[Rows from a dataset]
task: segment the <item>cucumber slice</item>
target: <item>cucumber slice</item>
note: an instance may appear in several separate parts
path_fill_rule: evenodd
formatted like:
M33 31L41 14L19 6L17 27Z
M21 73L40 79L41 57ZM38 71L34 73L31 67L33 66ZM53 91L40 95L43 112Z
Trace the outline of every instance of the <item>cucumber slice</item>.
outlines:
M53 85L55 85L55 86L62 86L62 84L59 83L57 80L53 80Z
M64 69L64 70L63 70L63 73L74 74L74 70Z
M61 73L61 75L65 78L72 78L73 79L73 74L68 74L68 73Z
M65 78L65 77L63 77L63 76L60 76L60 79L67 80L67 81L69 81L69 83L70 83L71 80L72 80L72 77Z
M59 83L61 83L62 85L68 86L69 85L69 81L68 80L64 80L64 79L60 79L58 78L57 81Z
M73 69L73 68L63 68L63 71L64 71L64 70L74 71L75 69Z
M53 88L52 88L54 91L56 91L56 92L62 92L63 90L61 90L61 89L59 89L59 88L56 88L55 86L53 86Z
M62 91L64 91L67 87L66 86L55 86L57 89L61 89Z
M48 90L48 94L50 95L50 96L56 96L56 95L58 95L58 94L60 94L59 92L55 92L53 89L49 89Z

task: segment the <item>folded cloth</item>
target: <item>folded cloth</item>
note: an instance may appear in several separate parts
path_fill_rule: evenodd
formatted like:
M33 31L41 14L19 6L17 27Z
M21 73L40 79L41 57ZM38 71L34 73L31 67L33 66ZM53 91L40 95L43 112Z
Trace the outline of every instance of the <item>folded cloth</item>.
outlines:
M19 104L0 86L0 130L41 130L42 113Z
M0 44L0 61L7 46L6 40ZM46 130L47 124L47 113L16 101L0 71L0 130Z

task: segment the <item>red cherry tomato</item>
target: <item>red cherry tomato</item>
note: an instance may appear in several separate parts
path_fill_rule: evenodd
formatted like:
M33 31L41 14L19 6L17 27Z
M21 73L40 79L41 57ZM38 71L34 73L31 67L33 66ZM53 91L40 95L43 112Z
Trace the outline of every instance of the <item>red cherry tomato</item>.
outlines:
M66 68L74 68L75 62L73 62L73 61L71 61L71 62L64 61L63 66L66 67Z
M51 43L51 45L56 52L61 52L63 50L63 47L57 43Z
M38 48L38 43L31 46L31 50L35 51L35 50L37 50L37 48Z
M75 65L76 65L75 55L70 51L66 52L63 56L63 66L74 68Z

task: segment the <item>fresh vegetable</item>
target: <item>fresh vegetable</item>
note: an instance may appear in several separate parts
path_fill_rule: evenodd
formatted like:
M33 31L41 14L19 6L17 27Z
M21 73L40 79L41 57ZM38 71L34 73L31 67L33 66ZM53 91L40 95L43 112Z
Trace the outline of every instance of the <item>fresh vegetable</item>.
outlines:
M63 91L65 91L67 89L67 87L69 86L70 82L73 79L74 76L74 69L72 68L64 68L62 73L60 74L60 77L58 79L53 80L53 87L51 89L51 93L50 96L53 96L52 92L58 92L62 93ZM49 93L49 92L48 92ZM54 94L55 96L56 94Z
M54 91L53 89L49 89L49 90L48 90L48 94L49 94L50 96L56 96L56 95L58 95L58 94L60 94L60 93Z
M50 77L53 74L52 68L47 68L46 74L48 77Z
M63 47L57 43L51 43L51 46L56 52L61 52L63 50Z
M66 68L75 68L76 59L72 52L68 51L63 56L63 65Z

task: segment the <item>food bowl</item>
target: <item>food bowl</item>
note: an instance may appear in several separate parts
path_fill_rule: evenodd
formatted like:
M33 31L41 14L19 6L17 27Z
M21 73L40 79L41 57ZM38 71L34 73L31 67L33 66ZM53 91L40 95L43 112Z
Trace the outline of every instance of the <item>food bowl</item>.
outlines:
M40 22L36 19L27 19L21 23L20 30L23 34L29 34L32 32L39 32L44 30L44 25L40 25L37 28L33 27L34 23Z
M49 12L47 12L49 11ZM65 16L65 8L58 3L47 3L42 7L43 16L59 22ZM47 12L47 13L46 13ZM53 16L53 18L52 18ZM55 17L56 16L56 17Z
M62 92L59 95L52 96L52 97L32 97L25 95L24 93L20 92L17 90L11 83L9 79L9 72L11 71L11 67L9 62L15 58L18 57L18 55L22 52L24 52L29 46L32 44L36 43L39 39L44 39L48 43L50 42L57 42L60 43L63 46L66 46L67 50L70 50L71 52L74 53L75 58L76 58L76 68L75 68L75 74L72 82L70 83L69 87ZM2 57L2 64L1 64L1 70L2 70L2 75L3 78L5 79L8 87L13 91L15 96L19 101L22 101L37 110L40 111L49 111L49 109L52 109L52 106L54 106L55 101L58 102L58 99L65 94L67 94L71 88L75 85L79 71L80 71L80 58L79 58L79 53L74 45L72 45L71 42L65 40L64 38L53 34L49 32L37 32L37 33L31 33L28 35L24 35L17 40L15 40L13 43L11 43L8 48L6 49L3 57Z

* * *

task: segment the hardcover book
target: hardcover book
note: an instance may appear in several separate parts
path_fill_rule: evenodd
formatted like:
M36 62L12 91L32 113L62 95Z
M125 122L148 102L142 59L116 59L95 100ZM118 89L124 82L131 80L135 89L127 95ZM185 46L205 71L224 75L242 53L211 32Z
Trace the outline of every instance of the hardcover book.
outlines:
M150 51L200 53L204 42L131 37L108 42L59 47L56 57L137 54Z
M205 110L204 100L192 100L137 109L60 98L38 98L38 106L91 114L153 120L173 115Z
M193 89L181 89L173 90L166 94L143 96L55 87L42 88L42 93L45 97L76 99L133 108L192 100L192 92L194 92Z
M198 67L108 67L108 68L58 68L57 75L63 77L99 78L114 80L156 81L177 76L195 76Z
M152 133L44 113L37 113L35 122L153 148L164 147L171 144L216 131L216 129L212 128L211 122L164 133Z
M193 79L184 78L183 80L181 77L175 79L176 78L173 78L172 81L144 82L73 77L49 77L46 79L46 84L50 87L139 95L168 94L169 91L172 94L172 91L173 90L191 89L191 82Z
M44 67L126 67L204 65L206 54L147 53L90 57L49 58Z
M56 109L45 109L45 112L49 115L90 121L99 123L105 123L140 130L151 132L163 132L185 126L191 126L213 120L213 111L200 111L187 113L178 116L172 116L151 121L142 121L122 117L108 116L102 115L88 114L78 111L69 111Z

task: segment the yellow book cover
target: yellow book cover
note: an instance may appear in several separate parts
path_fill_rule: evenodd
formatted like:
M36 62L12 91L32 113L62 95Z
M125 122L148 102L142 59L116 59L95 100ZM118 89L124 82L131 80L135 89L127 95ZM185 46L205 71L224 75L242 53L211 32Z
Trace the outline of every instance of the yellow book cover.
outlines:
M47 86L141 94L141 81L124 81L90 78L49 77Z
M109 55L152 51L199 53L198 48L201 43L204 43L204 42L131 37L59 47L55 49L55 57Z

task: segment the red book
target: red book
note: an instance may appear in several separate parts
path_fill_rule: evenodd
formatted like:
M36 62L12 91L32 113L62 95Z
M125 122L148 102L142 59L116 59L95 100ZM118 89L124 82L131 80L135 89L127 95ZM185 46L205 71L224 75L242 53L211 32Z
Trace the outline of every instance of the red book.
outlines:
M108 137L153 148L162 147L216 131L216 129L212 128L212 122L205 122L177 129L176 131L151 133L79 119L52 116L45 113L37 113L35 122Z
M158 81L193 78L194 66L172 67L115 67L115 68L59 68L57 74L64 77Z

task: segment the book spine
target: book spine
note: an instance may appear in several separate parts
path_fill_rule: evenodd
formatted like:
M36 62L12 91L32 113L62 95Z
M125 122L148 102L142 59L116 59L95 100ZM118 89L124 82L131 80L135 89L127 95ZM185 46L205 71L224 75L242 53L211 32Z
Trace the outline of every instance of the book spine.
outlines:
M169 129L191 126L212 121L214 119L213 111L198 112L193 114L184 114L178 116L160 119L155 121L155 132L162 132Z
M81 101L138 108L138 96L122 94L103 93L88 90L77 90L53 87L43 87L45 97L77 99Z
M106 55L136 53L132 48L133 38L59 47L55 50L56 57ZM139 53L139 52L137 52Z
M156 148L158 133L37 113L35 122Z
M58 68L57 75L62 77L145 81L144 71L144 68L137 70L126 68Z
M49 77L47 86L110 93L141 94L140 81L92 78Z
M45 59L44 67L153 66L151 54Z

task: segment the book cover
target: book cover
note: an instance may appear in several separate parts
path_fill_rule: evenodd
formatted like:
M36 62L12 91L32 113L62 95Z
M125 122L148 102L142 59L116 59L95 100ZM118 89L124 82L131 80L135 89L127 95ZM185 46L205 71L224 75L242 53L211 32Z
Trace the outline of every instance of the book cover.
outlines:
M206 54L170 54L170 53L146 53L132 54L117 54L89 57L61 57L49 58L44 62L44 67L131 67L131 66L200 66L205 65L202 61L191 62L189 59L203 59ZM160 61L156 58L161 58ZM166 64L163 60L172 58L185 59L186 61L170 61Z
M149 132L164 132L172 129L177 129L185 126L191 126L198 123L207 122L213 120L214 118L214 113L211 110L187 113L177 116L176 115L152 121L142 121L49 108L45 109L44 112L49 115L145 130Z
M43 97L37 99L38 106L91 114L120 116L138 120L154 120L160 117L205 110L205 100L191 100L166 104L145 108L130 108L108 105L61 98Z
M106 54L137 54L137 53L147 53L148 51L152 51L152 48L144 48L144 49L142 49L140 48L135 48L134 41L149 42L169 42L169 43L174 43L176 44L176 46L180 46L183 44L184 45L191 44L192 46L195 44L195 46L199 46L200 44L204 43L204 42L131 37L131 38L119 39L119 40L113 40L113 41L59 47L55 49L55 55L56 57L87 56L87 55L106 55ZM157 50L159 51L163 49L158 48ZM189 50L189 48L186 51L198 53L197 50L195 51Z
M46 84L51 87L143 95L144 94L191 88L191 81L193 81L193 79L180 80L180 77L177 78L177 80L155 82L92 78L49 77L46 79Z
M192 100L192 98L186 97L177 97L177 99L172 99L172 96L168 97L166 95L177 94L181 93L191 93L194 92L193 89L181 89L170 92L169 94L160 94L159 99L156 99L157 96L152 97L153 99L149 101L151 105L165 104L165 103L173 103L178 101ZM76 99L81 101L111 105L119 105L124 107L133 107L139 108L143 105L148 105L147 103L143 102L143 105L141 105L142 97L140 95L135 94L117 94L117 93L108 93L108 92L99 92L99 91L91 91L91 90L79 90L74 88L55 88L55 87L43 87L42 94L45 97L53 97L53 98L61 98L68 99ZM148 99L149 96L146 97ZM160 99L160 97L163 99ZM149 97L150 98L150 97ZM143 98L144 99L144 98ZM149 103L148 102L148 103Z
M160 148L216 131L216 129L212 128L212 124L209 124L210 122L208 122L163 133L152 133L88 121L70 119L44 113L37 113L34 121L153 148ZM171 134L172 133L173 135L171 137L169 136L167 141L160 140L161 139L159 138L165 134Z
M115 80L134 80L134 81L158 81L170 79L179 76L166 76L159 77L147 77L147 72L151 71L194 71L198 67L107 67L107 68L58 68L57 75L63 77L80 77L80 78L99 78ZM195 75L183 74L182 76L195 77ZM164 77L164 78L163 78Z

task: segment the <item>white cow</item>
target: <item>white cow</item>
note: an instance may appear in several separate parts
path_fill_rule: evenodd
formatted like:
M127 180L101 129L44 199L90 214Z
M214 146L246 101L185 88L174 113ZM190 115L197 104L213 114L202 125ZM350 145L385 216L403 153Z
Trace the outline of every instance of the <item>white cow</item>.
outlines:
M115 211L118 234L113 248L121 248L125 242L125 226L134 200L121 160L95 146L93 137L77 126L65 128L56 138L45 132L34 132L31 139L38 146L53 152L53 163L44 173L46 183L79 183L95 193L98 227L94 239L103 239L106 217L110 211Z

GOAL: Write out the lines of the records above word for word, starting at the line containing "task: segment the <item>cucumber slice</item>" and ending at the line containing "Trace the outline of every instance of the <item>cucumber", both included.

SOLVED PROBLEM:
task: segment the <item>cucumber slice</item>
target: <item>cucumber slice</item>
note: an instance may appear in several separate parts
path_fill_rule: evenodd
formatted like:
M33 31L41 14L19 6L17 27Z
M21 73L40 79L41 57ZM38 71L34 73L31 67L33 66ZM53 91L40 95L43 112Z
Trace the outline of every instance of the <item>cucumber slice</item>.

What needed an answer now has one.